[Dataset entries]
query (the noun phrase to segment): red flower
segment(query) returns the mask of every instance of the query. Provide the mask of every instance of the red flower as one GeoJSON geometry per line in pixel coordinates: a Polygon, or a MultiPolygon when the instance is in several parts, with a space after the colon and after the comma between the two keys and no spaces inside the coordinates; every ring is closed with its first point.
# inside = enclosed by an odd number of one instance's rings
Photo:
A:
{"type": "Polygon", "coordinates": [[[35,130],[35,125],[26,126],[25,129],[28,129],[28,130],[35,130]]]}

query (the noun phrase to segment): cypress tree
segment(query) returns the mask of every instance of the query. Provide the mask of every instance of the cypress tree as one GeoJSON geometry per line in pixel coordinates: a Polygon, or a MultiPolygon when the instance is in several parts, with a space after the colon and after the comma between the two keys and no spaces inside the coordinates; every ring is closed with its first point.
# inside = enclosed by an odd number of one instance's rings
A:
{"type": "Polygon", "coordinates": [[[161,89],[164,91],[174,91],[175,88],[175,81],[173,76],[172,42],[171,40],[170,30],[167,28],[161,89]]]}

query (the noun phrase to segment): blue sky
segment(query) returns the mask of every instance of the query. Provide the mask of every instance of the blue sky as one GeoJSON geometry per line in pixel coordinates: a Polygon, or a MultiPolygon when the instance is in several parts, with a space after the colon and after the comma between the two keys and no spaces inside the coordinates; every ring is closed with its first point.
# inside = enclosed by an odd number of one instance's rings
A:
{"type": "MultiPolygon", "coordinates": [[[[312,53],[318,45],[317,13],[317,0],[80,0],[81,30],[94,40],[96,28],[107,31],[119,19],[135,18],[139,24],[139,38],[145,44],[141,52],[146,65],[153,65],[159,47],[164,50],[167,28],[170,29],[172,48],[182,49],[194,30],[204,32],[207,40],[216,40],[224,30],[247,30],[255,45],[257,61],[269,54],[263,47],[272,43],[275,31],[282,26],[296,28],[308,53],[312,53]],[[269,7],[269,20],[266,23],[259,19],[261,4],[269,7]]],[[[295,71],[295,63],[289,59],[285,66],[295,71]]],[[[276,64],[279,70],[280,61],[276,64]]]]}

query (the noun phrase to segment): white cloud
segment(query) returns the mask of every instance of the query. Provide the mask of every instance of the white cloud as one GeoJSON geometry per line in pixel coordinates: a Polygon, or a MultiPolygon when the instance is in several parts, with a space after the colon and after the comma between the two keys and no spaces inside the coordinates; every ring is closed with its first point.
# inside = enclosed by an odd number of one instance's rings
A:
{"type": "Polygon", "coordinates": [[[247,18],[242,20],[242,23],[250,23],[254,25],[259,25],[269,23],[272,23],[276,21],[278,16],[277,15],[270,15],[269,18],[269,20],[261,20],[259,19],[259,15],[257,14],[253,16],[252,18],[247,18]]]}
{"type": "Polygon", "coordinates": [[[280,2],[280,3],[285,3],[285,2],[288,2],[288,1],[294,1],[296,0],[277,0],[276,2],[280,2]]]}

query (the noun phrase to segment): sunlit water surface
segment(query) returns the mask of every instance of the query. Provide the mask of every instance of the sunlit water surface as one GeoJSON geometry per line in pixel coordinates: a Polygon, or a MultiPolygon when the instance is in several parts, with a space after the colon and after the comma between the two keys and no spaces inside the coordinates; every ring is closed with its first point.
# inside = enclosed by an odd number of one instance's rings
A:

▶ [The task]: Every entry needs to be retyped exactly.

▶ [Output below]:
query (the noun phrase to segment): red flower
segment(query) returns the mask of every instance of the query. Provide the mask of every instance of the red flower as one GeoJSON geometry per line in pixel coordinates: a Polygon, or a MultiPolygon when the instance is in several parts, with a space after the colon and after the comma between the two keys and no spaces inside the coordinates; every ring is closed with its first point.
# inside = enclosed by an odd number of one instance's rings
Photo:
A:
{"type": "Polygon", "coordinates": [[[35,130],[35,125],[26,126],[25,129],[28,129],[28,130],[35,130]]]}

query (the noun phrase to segment): cypress tree
segment(query) returns the mask of every instance of the query. Provide the mask of every instance of the cypress tree as one GeoJSON geometry per line in pixel coordinates: a Polygon, or a MultiPolygon when the instance is in several parts, with a space after the colon and after the comma between the two keys and no spaces inside the coordinates; every ring is closed with its first point.
# inside = enclosed by an odd number of one instance's rings
A:
{"type": "Polygon", "coordinates": [[[161,89],[164,91],[174,91],[175,88],[175,81],[173,76],[172,42],[171,40],[170,30],[167,28],[161,89]]]}

query (the noun phrase to segment): blue sky
segment(query) returns the mask of every instance of the query. Provide the mask of every instance of the blue sky as one GeoJSON geometry per line in pixel coordinates: a Polygon, or a MultiPolygon when the instance is in several parts, with a space after the colon and after the comma between the two keys and no spaces inside the coordinates; every ring is closed with its first point.
# inside = enclosed by an odd number of one instance's rings
A:
{"type": "MultiPolygon", "coordinates": [[[[312,53],[318,45],[317,13],[317,0],[80,0],[81,30],[94,40],[96,28],[107,31],[119,19],[135,18],[139,24],[139,38],[145,44],[141,52],[146,65],[153,65],[159,47],[164,50],[167,28],[170,29],[172,48],[182,49],[194,30],[204,32],[207,40],[216,40],[224,30],[247,30],[255,45],[257,61],[269,54],[263,47],[272,43],[275,31],[282,26],[296,28],[308,53],[312,53]],[[269,7],[269,20],[266,23],[259,19],[261,4],[269,7]]],[[[295,71],[295,63],[289,59],[285,66],[295,71]]],[[[276,64],[279,70],[280,61],[276,64]]]]}

query (the noun phrase to segment): white cloud
segment(query) returns the mask of every instance of the query. Provide the mask of every instance of the white cloud as one GeoJSON geometry per line in pixel coordinates: a Polygon, or a MultiPolygon when the instance is in several parts, with a space after the colon and after the comma between the two keys and no spaces inside the coordinates; every ring is closed with its first point.
# inside = enclosed by an odd number of one instance's rings
A:
{"type": "Polygon", "coordinates": [[[247,18],[242,20],[242,23],[250,23],[254,25],[259,25],[269,23],[272,23],[276,21],[278,16],[277,15],[270,15],[269,18],[269,20],[261,20],[259,19],[259,15],[257,14],[253,16],[252,18],[247,18]]]}
{"type": "Polygon", "coordinates": [[[280,2],[280,3],[285,3],[285,2],[288,2],[288,1],[294,1],[296,0],[277,0],[276,2],[280,2]]]}

query (the noun phrase to segment): sunlit water surface
segment(query) returns the mask of every instance of the query. Provide the mask of every instance of the sunlit water surface as one GeoJSON geometry per line in pixel coordinates: a Polygon, or a MultiPolygon when the instance is in several parts, with a space after the colon and after the comma between the two keys and no spaces inside the coordinates; every ring is closed with its first point.
# inside = enclosed by an odd number of one instance's rings
A:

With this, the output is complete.